### 抽出テキスト
▼

含フッ素共重合体Aの融点は、150~320℃が好ましく、260~320℃がより好ましく、280~320℃がさらに好ましく、295~315℃が一層好ましく、295~310℃が特に好ましい。含フッ素共重合体Aの融点が前記範囲の下限値以上であれば、樹脂層の耐熱性に優れる。含フッ素共重合体Aの融点が前記範囲の上限値以下であれば、含フッ素共重合体Aの溶融成形性に優れる。
含フッ素共重合体Aの融点は、含フッ素共重合体Aを構成する単位の種類や割合、含フッ素共重合体Aの分子量等によって調整できる。例えば、TFE単位の割合が多くなるほど、融点が上がる傾向がある。
なお、150~220℃、好ましくは170~200℃程度の比較的低い融点を有する含フッ素共重合体Aを用いると、熱接着の温度を低くしても本発明の積層体と他の基材との接着性が良好になる。
【0030】
含フッ素共重合体Aの融点よりも20℃以上高い温度における含フッ素共重合体Aの溶融流れ速度は、0.1~1000g/10分が好ましく、0.5~100g/10分がより好ましく、1~30g/10分がさらに好ましく、5~20g/10分が特に好ましい。溶融流れ速度が前記範囲の下限値以上であれば、含フッ素共重合体Aの溶融成形性に優れ、樹脂層の外観に優れる。溶融流れ速度が前記範囲の上限値以下であれば、樹脂層の機械特性に優れる。
溶融流れ速度は、含フッ素共重合体Aの分子量の目安であり、溶融流れ速度が大きいと分子量が小さく、溶融流れ速度が小さいと分子量が大きいことを示す。
含フッ素共重合体Aの溶融流れ速度は、含フッ素共重合体Aの製造条件によって調整できる。例えば、単量体の重合時に重合時間を短縮すると溶融流れ速度が大きくなる傾向がある。
【0031】
接着性官能基含有単位における接着性官能基としては、樹脂層と金属基材又は他の基材との接着性がさらに優れる点から、カルボニル基含有基が好ましい。
カルボニル基含有基としては、炭化水素基の炭素原子間にカルボニル基を有する基、カーボネート基、カルボキシ基、ハロホルミル基、アルコキシカルボニル基、酸無水物残基、ポリフルオロアルコキシカルボニル基、脂肪酸残基等が挙げられる。カルボニル基含有基としては、樹脂層と金属基材又は他の基材との接着性がさらに優れる点から、炭化水素基の炭素原子間にカルボニル基を有する基、カーボネート基、カルボキシ基、ハロホルミル基、アルコキシカルボニル基及び酸無水物残基からなる群から選択される少なくとも1種が好ましく、カルボキシ基及び酸無水物残基のいずれか一方又は両方がより好ましい。
【0032】
炭化水素基の炭素原子間にカルボニル基を有する基における炭化水素基としては、炭素数2~8のアルキレン基等が挙げられる。アルキレン基の炭素数は、カルボニル基を構成する炭素を含まない状態での炭素数である。アルキレン基は、直鎖状であっても分岐状であってもよい。

▲

### 課題一覧
**A)** 抽出テキストでカルボニル基含有基の例として挙げられている基をすべて列挙せよ。
**B)** レコードの冒頭から始め、「Within each instance, areas」を含む行までを対象とし、その範囲の「dry grass」を「hay」に変更して出力せよ。
以下のレコードは抽出テキストとは関係ありません。

### 対象レコード
▼

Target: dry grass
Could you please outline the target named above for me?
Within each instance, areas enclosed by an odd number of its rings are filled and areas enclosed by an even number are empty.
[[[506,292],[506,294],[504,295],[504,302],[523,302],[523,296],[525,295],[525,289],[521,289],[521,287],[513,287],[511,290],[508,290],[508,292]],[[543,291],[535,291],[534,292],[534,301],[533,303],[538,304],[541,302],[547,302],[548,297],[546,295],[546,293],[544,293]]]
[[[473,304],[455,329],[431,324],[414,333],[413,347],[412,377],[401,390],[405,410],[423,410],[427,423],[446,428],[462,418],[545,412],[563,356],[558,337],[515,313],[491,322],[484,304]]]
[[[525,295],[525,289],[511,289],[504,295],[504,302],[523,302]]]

▲

### 解答一覧
**A)**
炭化水素基の炭素原子間にカルボニル基を有する基
カーボネート基
カルボキシ基
ハロホルミル基
アルコキシカルボニル基
酸無水物残基
ポリフルオロアルコキシカルボニル基
脂肪酸残基

**B)**
Target: hay
Could you please outline the target named above for me?
Within each instance, areas enclosed by an odd number of its rings are filled and areas enclosed by an even number are empty.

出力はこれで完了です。